Written instruction :: Copy every line of the data below without any changes.

(Source data)
________
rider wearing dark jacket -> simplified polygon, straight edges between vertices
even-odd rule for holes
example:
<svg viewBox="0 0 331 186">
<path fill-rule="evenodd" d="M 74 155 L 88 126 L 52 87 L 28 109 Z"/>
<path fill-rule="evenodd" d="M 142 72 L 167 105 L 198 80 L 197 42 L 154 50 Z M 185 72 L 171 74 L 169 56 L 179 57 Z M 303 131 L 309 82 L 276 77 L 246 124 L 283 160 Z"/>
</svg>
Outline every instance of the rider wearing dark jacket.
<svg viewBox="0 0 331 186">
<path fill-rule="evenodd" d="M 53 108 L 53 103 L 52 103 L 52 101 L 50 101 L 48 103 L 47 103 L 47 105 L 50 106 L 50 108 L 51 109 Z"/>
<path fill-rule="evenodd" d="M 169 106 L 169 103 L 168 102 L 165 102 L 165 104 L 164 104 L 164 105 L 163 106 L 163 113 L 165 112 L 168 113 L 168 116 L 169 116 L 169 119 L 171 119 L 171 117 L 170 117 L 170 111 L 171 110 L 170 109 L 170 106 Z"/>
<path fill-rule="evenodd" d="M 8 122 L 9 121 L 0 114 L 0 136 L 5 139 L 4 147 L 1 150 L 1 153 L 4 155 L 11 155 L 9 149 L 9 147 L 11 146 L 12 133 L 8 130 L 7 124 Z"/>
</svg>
________
Worked solution ::
rider wearing dark jacket -> simplified polygon, straight edges between vertices
even-odd rule for holes
example:
<svg viewBox="0 0 331 186">
<path fill-rule="evenodd" d="M 74 155 L 88 126 L 52 87 L 28 109 Z"/>
<path fill-rule="evenodd" d="M 142 72 L 167 105 L 198 80 L 197 42 L 154 50 Z M 185 72 L 171 74 L 169 56 L 179 57 Z M 303 131 L 309 82 L 276 77 L 246 124 L 283 160 Z"/>
</svg>
Outline every instance of the rider wearing dark jacket.
<svg viewBox="0 0 331 186">
<path fill-rule="evenodd" d="M 53 108 L 53 103 L 52 103 L 52 101 L 50 101 L 48 103 L 47 103 L 47 105 L 50 106 L 50 108 L 51 109 Z"/>
<path fill-rule="evenodd" d="M 169 106 L 169 103 L 168 102 L 165 102 L 165 104 L 164 104 L 164 105 L 163 106 L 163 113 L 165 112 L 168 113 L 168 116 L 169 116 L 169 119 L 171 119 L 171 117 L 170 117 L 170 111 L 171 110 L 170 109 L 170 106 Z"/>
<path fill-rule="evenodd" d="M 8 122 L 9 121 L 0 114 L 0 136 L 5 139 L 4 147 L 1 150 L 1 153 L 4 155 L 11 155 L 9 149 L 9 147 L 11 146 L 12 133 L 8 130 L 7 124 Z"/>
</svg>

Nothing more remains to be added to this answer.